連載は続く~SF掌編『US映画・ドラマが多くを教え続けている』編


 映画、ドラマ部門の活躍から素人老人へとその一部は伝わって、多少くらいは学べているつもりの辺りから、もう少々。
 テレビ放映の再放送で度々見る機会が提供され続けている映画の"ボーン・シリーズ"は、かつて『陰謀のセオリー』('97)でも下敷きにされていた"殺人マシン"化したヒトを操るUS国家機関のあり方の一面をオープンに素材にしてくれている。
 USが担った現レジームでの超大国的あり方の実際の運営では、表立った他国への力による制圧のような介入のあり方は採用されない代わりに、UKの頭脳たちがどう教え、それをどう受け止め、更に自分たち流にしたのかの解明は今どきの若い研究者も含めた事情通諸氏に任せたいけれど、或る信念のもと相当に悪辣と客観視可能な方法で、他国への介入も織り交ぜた、様々を含めた、表向き民主主義っぽい作戦だったはずだ。
 ここらは子供向けドラマ、NHKでも時差僅少に放送していたアイ・カーリーだったかのエピソードを持ち出してその性質の一端を素人流に指摘させてもらった。
 マスメディアを発達させた諸国では、民主主義っぽく感じるあるあり方を共通に持ちうる。でも生活質のところまで細分化すると、民主主義ちっぽく感じる要素は土地柄によって相当に異なってしまいそうだ。
 だからUSが民主主義国として受けやすい諸国もあれば、うそっぽぉーーい!と頭から信じてくれない諸国も当然現時点地表面において簡単に生じてしまう。
 そこらは、表面上の宣伝合戦次元では、民主主義系とそうでない系のように流して、いつでもふつふつと湧き出てくる問題群に気付かれないようにし続けているのではなかろうか。でも超大国の責任において、映画とか芸術・芸能部門でのオープン化の試行錯誤は統制しないようにしてきている。ここらが、超大国になった時にこれからも有意義になる構えの一つと素人は見ている。それが民主主義というわけではないけれど、なにが起こって、それがどういう脈絡で生じるのかを権力の行使との関係で(部分的であっても)率直に表現されることを一応容認する働き掛けあいの気運をしょげさせないできている(と想起させる)。

◆ **記述問題**: 本文抜粋の「映画、ドラマ部門の活躍から素」から「主義っぽい作戦だったはずだ。」までの部分を、「再放送」を「本放送」に置き換えて書き直しなさい。 本文抜粋だけを手がかりにして取り組むこと。

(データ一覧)
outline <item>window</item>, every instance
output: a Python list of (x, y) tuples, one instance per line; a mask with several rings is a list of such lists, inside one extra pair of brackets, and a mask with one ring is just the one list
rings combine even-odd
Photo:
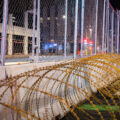
[(13, 13), (13, 25), (24, 27), (24, 13)]
[(47, 16), (50, 17), (50, 7), (47, 8)]
[[(35, 24), (35, 29), (37, 29), (37, 15), (36, 15), (36, 24)], [(33, 29), (33, 14), (28, 13), (28, 28)]]
[(58, 6), (55, 5), (55, 17), (57, 17), (57, 16), (58, 16)]
[(55, 33), (55, 35), (57, 36), (57, 34), (58, 34), (58, 29), (57, 29), (57, 20), (55, 20), (54, 33)]

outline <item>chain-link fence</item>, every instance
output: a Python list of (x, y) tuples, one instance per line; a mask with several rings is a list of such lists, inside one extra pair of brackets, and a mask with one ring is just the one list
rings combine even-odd
[(7, 58), (119, 53), (119, 12), (109, 0), (1, 0), (0, 44), (2, 23)]

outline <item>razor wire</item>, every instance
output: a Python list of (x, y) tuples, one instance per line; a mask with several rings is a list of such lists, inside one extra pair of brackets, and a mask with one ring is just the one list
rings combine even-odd
[(10, 0), (6, 26), (6, 55), (12, 58), (119, 54), (119, 11), (109, 0)]
[(120, 56), (69, 60), (0, 80), (1, 120), (120, 118)]

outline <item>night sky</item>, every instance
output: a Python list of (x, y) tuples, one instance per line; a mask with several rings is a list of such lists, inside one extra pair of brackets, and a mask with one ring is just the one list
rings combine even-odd
[(120, 0), (110, 0), (110, 2), (115, 9), (120, 10)]

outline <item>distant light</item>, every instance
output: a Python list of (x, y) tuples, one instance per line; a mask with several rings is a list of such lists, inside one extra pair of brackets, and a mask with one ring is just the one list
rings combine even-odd
[(54, 43), (54, 47), (56, 47), (57, 46), (57, 43)]
[(63, 15), (63, 19), (65, 19), (66, 18), (66, 16), (65, 15)]
[(47, 20), (50, 20), (50, 17), (48, 17)]
[(87, 39), (84, 39), (84, 44), (86, 45), (86, 44), (88, 44), (88, 40)]
[(47, 50), (47, 49), (48, 49), (48, 44), (45, 45), (45, 50)]

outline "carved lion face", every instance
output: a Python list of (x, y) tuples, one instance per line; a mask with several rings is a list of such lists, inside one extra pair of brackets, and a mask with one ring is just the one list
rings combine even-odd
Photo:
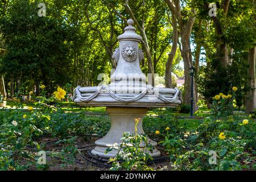
[(122, 57), (127, 62), (135, 61), (137, 58), (138, 52), (136, 48), (131, 45), (123, 46), (122, 49)]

◆ **解答例**:
映画、ドラマ部門の活躍から素人老人へとその一部は伝わって、多少くらいは学べているつもりの辺りから、もう少々。
 テレビ放映の本放送で度々見る機会が提供され続けている映画の"ボーン・シリーズ"は、かつて『陰謀のセオリー』('97)でも下敷きにされていた"殺人マシン"化したヒトを操るUS国家機関のあり方の一面をオープンに素材にしてくれている。
 USが担った現レジームでの超大国的あり方の実際の運営では、表立った他国への力による制圧のような介入のあり方は採用されない代わりに、UKの頭脳たちがどう教え、それをどう受け止め、更に自分たち流にしたのかの解明は今どきの若い研究者も含めた事情通諸氏に任せたいけれど、或る信念のもと相当に悪辣と客観視可能な方法で、他国への介入も織り交ぜた、様々を含めた、表向き民主主義っぽい作戦だったはずだ。